* _Task to complete_
Only the lines from the beginning of the material below through the line with "can you tell me where the pond is here?" should be retyped exactly, and pictures are to be skipped.

* _Input material_
========================
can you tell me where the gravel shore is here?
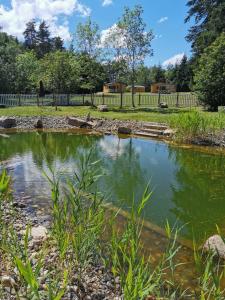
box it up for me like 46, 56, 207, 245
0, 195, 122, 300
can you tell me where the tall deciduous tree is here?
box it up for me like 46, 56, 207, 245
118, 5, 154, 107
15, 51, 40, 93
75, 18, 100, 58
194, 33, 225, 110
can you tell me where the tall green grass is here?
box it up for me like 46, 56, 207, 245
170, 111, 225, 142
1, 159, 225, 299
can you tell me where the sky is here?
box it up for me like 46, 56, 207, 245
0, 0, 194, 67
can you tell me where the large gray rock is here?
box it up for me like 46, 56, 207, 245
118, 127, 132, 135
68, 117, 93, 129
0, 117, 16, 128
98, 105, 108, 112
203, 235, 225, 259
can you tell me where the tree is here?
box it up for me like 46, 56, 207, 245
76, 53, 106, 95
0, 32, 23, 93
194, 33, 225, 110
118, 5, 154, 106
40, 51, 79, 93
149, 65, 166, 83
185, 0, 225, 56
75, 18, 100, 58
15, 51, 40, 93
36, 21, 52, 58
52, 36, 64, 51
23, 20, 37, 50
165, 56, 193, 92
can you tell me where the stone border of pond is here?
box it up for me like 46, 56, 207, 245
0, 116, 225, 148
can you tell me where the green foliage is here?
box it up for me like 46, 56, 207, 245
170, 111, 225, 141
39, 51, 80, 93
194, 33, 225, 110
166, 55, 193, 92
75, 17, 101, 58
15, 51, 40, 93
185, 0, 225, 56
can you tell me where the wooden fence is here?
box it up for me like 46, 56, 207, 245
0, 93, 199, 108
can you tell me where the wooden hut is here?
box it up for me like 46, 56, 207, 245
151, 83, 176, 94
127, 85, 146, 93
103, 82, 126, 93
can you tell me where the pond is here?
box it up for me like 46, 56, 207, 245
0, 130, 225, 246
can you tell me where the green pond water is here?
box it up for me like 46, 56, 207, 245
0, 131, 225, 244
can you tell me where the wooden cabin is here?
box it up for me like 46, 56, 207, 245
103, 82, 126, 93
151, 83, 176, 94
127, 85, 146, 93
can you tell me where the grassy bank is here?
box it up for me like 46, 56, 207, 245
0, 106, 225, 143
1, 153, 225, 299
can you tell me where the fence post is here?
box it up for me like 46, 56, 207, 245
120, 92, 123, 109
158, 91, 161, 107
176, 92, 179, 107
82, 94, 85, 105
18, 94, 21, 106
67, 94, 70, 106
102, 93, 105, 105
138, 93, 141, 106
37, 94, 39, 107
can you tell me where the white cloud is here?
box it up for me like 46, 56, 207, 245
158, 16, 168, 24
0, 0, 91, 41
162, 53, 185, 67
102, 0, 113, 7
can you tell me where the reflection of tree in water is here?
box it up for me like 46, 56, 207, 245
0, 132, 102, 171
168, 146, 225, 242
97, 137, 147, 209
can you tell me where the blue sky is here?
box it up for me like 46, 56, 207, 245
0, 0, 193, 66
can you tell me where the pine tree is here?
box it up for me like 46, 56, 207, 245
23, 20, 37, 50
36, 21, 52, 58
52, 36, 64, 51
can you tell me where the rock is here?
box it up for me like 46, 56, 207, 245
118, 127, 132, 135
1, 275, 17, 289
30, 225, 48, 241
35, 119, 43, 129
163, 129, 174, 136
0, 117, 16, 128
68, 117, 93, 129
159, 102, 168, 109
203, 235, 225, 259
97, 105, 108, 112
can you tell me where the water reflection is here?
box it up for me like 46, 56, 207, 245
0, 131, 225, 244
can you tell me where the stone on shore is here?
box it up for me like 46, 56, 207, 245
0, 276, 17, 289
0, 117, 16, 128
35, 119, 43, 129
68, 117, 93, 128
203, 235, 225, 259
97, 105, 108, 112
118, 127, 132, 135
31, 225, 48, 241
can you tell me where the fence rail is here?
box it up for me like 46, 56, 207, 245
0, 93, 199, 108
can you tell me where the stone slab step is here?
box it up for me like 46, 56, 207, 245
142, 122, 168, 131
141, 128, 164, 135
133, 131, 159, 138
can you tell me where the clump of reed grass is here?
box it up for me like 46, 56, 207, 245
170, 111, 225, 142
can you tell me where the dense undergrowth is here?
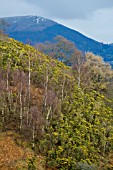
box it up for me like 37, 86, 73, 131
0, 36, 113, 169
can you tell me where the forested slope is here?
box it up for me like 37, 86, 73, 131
========================
* _Expected answer_
can you tell me where the gravel shore is here?
box it up for me like 46, 56, 207, 245
0, 195, 122, 300
can you tell me where the tall deciduous tree is here?
box it up for me like 46, 56, 207, 245
118, 5, 154, 107
15, 51, 40, 93
75, 18, 100, 58
194, 33, 225, 110
can you tell me where the tall green grass is here?
box it up for me like 46, 56, 207, 245
170, 111, 225, 142
1, 159, 225, 299
can you tell me where the sky is here?
box it up for me like 46, 56, 207, 245
0, 0, 194, 67
can you tell me where the large gray rock is here?
box it up for me like 46, 56, 207, 245
118, 127, 132, 135
68, 117, 93, 129
0, 117, 16, 128
98, 105, 108, 112
203, 235, 225, 259
can you tell me where the tree is here?
box it up for me like 46, 56, 207, 245
76, 53, 106, 95
0, 32, 23, 93
194, 33, 225, 110
118, 5, 154, 106
40, 51, 79, 93
149, 65, 166, 83
185, 0, 225, 56
75, 18, 100, 58
15, 51, 40, 93
36, 21, 52, 58
52, 36, 64, 51
23, 20, 37, 50
165, 56, 193, 92
can you tell me where the stone border of pond is here?
box it up for me like 46, 56, 207, 245
0, 116, 225, 148
can you tell me where the green foliage is here?
box it up for me like 46, 56, 207, 245
170, 111, 225, 141
39, 51, 80, 93
194, 33, 225, 110
166, 55, 193, 92
75, 17, 101, 58
15, 51, 40, 93
185, 0, 225, 56
can you tell me where the wooden fence is here?
box it up for me like 46, 56, 207, 245
0, 93, 199, 108
can you tell me where the wooden hut is here?
box it up for me like 46, 56, 207, 245
151, 83, 176, 94
127, 85, 146, 93
103, 82, 126, 93
can you tell me where the pond is here?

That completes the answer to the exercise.